(Data lines):
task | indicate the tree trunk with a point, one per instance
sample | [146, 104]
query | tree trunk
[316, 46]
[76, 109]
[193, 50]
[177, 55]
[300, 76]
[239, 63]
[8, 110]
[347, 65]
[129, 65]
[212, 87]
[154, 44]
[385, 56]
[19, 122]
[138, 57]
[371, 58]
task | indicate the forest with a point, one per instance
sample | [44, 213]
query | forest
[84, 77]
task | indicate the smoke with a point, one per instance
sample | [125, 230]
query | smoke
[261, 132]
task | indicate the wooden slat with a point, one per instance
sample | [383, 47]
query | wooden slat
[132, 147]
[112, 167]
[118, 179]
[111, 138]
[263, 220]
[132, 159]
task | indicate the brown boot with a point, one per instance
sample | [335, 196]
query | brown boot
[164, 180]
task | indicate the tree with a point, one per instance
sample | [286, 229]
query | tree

(Task instructions):
Everything from the line with "task | indicate the forest" to the end of the listing above needs to be duplicated exactly, both end lines included, with nothing more.

(Result of this task):
task | indicate the forest with a point, one per instance
sample | [44, 213]
query | forest
[84, 77]
task | indicate the smoke with a point, one per instance
sample | [125, 230]
query | smoke
[261, 132]
task | indicate the wooden slat with a point, one per instance
sample | [383, 47]
query | wooden slat
[132, 147]
[112, 167]
[118, 179]
[111, 138]
[263, 220]
[132, 159]
task | indicate the brown boot with a point, one per instance
sample | [335, 196]
query | brown boot
[164, 180]
task | indicate the tree with a point, one per instance
sample | [286, 229]
query | tree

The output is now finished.